Supplied entries
——
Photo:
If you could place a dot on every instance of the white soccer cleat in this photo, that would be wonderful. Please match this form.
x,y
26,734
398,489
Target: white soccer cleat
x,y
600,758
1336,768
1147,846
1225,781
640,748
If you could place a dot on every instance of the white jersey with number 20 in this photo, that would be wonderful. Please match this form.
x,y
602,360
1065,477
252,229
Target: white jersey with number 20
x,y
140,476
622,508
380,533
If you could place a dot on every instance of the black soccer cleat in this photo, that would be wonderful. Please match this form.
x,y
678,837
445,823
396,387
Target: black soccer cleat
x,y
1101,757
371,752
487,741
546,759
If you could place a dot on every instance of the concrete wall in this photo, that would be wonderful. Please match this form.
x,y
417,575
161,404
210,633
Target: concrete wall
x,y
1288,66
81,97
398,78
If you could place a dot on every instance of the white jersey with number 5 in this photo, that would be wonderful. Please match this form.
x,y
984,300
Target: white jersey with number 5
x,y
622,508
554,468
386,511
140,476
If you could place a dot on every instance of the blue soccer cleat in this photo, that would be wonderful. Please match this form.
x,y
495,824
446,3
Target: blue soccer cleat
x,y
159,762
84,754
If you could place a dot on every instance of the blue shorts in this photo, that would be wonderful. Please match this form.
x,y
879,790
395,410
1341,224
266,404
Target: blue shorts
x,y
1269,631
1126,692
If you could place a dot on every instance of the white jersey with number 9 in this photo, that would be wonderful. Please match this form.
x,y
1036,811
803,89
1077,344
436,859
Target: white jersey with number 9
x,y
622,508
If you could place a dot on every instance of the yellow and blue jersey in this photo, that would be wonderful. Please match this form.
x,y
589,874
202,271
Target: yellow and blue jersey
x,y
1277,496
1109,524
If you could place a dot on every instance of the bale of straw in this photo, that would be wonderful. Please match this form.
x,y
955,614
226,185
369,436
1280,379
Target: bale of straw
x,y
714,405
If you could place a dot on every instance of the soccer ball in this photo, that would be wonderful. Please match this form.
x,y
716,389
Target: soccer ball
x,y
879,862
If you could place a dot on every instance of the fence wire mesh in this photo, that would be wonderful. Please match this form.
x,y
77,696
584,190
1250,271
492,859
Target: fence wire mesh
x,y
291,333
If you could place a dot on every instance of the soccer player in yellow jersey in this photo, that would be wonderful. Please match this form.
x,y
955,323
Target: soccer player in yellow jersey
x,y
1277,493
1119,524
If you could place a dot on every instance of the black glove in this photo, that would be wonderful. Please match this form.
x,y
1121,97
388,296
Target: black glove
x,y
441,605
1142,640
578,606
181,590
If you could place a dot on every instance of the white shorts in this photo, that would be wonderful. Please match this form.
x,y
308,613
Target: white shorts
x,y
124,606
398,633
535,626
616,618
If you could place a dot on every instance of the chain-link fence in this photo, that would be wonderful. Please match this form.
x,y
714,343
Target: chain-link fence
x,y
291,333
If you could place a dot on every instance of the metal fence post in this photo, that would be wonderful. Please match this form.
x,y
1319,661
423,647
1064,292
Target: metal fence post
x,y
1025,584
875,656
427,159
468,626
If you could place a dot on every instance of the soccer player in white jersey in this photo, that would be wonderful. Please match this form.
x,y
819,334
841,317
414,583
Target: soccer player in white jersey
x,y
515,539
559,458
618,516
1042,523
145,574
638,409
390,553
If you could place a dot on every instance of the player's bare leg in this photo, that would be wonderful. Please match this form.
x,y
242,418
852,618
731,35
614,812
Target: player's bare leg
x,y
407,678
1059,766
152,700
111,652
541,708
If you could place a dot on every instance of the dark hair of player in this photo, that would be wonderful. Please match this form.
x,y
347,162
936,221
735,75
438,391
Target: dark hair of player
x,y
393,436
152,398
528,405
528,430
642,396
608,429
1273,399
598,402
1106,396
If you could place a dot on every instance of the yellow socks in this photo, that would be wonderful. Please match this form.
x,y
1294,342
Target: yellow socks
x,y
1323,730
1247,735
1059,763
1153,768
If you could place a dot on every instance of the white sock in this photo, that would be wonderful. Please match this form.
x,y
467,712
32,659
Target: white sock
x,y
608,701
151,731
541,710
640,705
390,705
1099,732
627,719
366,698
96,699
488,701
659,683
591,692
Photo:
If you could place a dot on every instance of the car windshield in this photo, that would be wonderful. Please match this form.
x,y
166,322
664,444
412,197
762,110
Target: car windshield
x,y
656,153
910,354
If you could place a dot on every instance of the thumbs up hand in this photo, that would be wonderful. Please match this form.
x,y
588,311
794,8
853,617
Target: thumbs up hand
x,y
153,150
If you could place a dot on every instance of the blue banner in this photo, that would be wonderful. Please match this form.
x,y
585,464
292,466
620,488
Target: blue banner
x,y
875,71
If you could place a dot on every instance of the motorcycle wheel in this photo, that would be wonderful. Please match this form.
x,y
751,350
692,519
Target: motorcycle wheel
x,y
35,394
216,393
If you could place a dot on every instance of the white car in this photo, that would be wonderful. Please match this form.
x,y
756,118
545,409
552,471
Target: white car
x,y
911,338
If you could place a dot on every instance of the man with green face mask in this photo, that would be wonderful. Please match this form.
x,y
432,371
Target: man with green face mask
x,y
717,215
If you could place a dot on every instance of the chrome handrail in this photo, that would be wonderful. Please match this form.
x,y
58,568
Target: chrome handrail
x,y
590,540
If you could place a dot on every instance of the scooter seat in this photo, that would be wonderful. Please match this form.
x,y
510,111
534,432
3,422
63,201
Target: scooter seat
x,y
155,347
——
Work item
The whole listing needs repeating. Match each line exactly.

Answer
Photo:
If you could place a dot on every instance of the white soccer cleat in this photo, that would be wonderful. Please match this form.
x,y
26,734
398,489
Target: white soccer cleat
x,y
600,758
1336,768
1147,846
1225,781
640,748
If you could place a dot on every instance of the white jersey with number 20 in this photo, that would be wonderful. Please match this form.
x,y
602,360
1065,477
252,229
Target: white jersey with number 20
x,y
140,476
622,508
380,533
If you could place a dot on every instance of the black soccer cleat in this photo, that would be wonderful. Please match this form.
x,y
678,837
445,823
396,387
Target: black soccer cleat
x,y
1101,757
371,752
487,741
546,759
If you could place a dot on every instance of the concrete wall in this photo, that would be wonderful. Please match this form.
x,y
417,575
161,404
210,633
Target: concrete wall
x,y
1288,66
81,97
398,78
If you could place a dot on every instance of the white jersey with number 5 in this photo, that would be wonderful. Please match this form.
x,y
984,300
Target: white jersey with number 5
x,y
622,508
554,468
386,511
140,476
If you could place a dot on every instance of the blue soccer cleat in this photo, that would be wonderful. Please match this form.
x,y
495,824
446,3
Target: blue soccer cleat
x,y
159,762
84,754
If you could place a dot on every instance of the blue shorts in this photo, that would be wonderful. Please match this form.
x,y
879,790
395,410
1341,224
266,404
Target: blue shorts
x,y
1269,631
1126,692
If you could place a dot on every instance of the white jersey with number 9 in this photo, that would be wonderful. Please match this form.
x,y
1036,811
803,89
1077,344
436,859
Target: white jersey with number 9
x,y
622,508
If you could place a dot on every instance of the yellow and blue jersey in this photo, that would be wonderful. Please match this form.
x,y
589,874
202,271
Target: yellow and blue jersey
x,y
1277,496
1109,524
If you could place a dot on every instance of the bale of straw in this photo, that would be wonderful. Please match this form.
x,y
955,614
226,185
369,436
1280,379
Target: bale of straw
x,y
714,405
If you could place a dot on every instance of the soccer ball in this photo, that would be wonderful. Please match this form.
x,y
716,389
Target: soccer ball
x,y
879,862
If you could place a dot on every instance of the fence wire mesh in this photo, that would be wonderful. Please match this form.
x,y
77,696
584,190
1250,271
492,859
Target: fence wire mesh
x,y
291,333
If you could place a dot on every instance of the soccer player in yellow jersey in this photo, that would be wonderful. Please match this form.
x,y
955,323
Target: soccer player in yellow jersey
x,y
1277,493
1119,524
If you could place a dot on every instance of the black glove in this photo, that would be wonderful. Please match this form.
x,y
1121,97
388,296
Target: black glove
x,y
441,605
1142,640
578,606
181,590
If you could place a dot on every instance of the white shorts in this photo, that would be wonderful. Please match this form.
x,y
308,613
Target: white shorts
x,y
124,606
398,633
535,626
616,618
If you could place a dot on every instance of the chain-link fence in this photo, that would be wonderful. Please match this form.
x,y
714,343
Target: chain-link fence
x,y
291,333
If you could place a dot on every instance of the metal fence post in this photo, that would be wonderful. Please match this form.
x,y
1319,661
423,647
1064,292
Target: metal fence post
x,y
1025,584
875,656
427,159
468,626
If you could place a dot on every instance of the soccer player in white jersey in this photo, that would be wonderful. Please match this form.
x,y
819,334
841,317
414,583
Target: soccer player in white jersey
x,y
515,539
559,458
618,516
1042,523
145,574
638,409
390,553
If you could place a dot on every instance of the player's bare leg in this photo, that would be wonderful. Please match this form.
x,y
242,418
852,618
731,35
614,812
Target: player's bare leg
x,y
407,678
1059,766
152,700
111,652
541,708
If you could place a dot on every instance of the dark hair of player in this photo, that would be wonderful. Please match this form.
x,y
347,162
936,221
735,75
438,391
Target: dark hair of player
x,y
393,436
152,398
528,405
528,430
642,396
608,429
1273,399
598,402
1106,396
If you could place a dot on every instance of the yellow socks in this photo, that would be wonderful. Please match this form.
x,y
1294,342
Target: yellow socks
x,y
1323,730
1247,735
1059,763
1153,768
If you could place a dot on every instance of the white sock in this photo, that would be wonderful. Please match this form.
x,y
467,712
32,659
Target: white sock
x,y
608,701
151,731
541,710
640,705
390,705
1099,732
627,719
366,698
96,699
488,701
659,683
591,692
Photo:
If you could place a dot on every instance of the car windshield in this photo, that would be wonderful. Please match this form.
x,y
166,322
664,444
412,197
762,110
Target: car windshield
x,y
656,153
910,354
If you could place a dot on every instance of the thumbs up hand in this photo, that would be wonderful. Please match this form.
x,y
588,311
794,8
853,617
Target: thumbs up hand
x,y
153,150
If you could place a dot on every instance of the blue banner in this photo, that would be wonderful. Please match this form.
x,y
585,464
292,466
620,488
Target: blue banner
x,y
875,71
If you could place a dot on every instance of the motorcycle wheel in this photo, that would be wonderful. Please match this form.
x,y
751,350
692,519
Target: motorcycle wheel
x,y
35,394
216,393
If you could place a dot on every instance of the white car in this photo, that would be wonderful. Please match this form.
x,y
756,118
545,409
552,471
Target: white car
x,y
911,338
If you could place a dot on every instance of the man with green face mask in this photo, that would be wonderful. Please match this form.
x,y
432,371
Target: man with green face mask
x,y
717,215
If you could place a dot on every instance of the chrome handrail in this photo, that would be wonderful. Please match this form.
x,y
58,568
Target: chrome handrail
x,y
590,540
If you could place a dot on every instance of the scooter seat in this photo, that would be wonderful. Please match this form.
x,y
510,111
534,432
3,422
63,201
Target: scooter seat
x,y
155,347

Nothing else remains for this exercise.